#### Text passage:

Cash received from our counterparty on cash flow swap contracts that began on May 1, 2006 for natural gas derivative transactions that closed during the three months ended March 31, 2007 totaled $0.6 million.  This gain increased average realized natural gas sales prices to $6.19 per MMBtu from $6.10 per MMBtu, an increase of $0.09 per MMBtu, or 1.5%.  We had no closed derivative transactions during the three months ended March 31, 2006.

Fees earned from 120,770 MMBtu/d of natural gas gathered, in which we do not take title to the gas, related to our Kinta Area gathering assets we acquired on May 1, 2006 were $2.6 million for the three months ended March 31, 2007. We had no similar fees from natural gas gathering during the three months ended March 31, 2006.

Our compression revenues were $1.2 million for the each of the three months ended March 31, 2007 and 2006.

Midstream Purchases.  Our midstream purchases were $43.6 million for the three months ended March 31, 2007 compared to $41.5 million for the three months ended March 31, 2006, an increase of $2.1 million, or 5.0%.  The $2.1 million increase primarily consists of $4.9 million attributable to purchased residue gas from our Kinta Area gathering assets and $2.2 million attributable to increased purchased residue gas volumes at our Bakken and Eagle Chief gathering systems. The combined increase of $7.1 million was primarily offset by $5.0 million in reduced payments to producers due to lower natural gas and NGL purchases prices, which generally are closely related to fluctuations in natural gas and NGL sales prices.

Operations and Maintenance.  Our operations and maintenance expense totaled $5.0 million for the three months ended March 31, 2007 compared with $2.6 million for the three months ended March 31, 2006, an increase of $2.4 million, or 93.1%. Of this increase, $1.7 million, or 70.6% was attributable to operations and maintenance at our Kinta Area gathering system and $0.5 million, or 18.4%, was attributable to increased operations at our Bakken and Eagle Chief gathering systems.

Depreciation, Amortization and Accretion.  Our depreciation, amortization and accretion expense totaled $6.7 million for the three months ended March 31, 2007 compared with $4.1 million for the three months ended March 31, 2006, an increase of $2.6 million, or 62.9 %.  Of this increase, $2.0 million, or 77.5% was attributable to depreciation and amortization on our Kinta Area gathering system. The increase is also attributable to additional depreciation of $0.3 million, or 12.8% at our Bakken and Eagle Chief gathering systems.

General and Administrative.  Our general and administrative expense totaled $1.5 million for the three months ended March 31, 2007 compared with $1.0 million for the three months ended March 31, 2006, an increase of $0.5 million, or 47.1%.  The increase is primarily attributable to increased salaries and additional staffing, including costs to recruit key employees.

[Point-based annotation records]
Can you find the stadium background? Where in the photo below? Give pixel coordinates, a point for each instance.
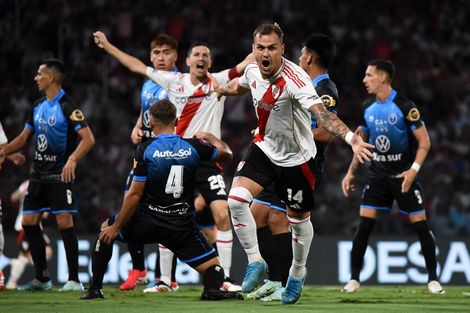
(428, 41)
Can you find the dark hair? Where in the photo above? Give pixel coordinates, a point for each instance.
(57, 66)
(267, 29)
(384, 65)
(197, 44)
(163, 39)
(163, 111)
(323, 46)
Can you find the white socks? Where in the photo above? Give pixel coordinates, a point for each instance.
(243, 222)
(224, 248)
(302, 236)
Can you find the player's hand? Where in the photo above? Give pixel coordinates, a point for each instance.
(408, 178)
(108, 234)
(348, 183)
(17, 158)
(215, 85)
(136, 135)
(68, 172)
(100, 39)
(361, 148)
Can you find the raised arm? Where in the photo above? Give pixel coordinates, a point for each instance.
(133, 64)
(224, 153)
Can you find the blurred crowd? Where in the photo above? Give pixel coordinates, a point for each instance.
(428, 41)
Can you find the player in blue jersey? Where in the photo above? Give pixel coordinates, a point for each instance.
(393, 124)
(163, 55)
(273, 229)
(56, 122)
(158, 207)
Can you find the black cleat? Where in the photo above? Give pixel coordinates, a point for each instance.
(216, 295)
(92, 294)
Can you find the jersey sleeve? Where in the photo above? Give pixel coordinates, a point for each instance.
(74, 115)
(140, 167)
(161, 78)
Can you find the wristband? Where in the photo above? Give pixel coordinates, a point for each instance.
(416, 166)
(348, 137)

#### Set tasks:
a) Reproduce word for word the stretch of the financial passage from "Fees earned from" through "gathering during the three months ended March 31, 2006.".
b) Rewrite the records from the line containing "Can you find the player in" through the end of the records as a Markdown table with the columns Row and Line, giving each line a row number and leaving out any blank lines.
The records bear no relation to the financial passage.

#### Solutions:
a)
Fees earned from 120,770 MMBtu/d of natural gas gathered, in which we do not take title to the gas, related to our Kinta Area gathering assets we acquired on May 1, 2006 were $2.6 million for the three months ended March 31, 2007. We had no similar fees from natural gas gathering during the three months ended March 31, 2006.

b)
| Row | Line |
|---|---|
| 1 | Can you find the player in blue jersey? Where in the photo above? Give pixel coordinates, a point for each instance. |
| 2 | (393, 124) |
| 3 | (163, 55) |
| 4 | (273, 229) |
| 5 | (56, 122) |
| 6 | (158, 207) |
| 7 | Can you find the black cleat? Where in the photo above? Give pixel coordinates, a point for each instance. |
| 8 | (216, 295) |
| 9 | (92, 294) |
| 10 | Can you find the jersey sleeve? Where in the photo above? Give pixel coordinates, a point for each instance. |
| 11 | (74, 115) |
| 12 | (140, 167) |
| 13 | (161, 78) |
| 14 | Can you find the wristband? Where in the photo above? Give pixel coordinates, a point for each instance. |
| 15 | (416, 166) |
| 16 | (348, 137) |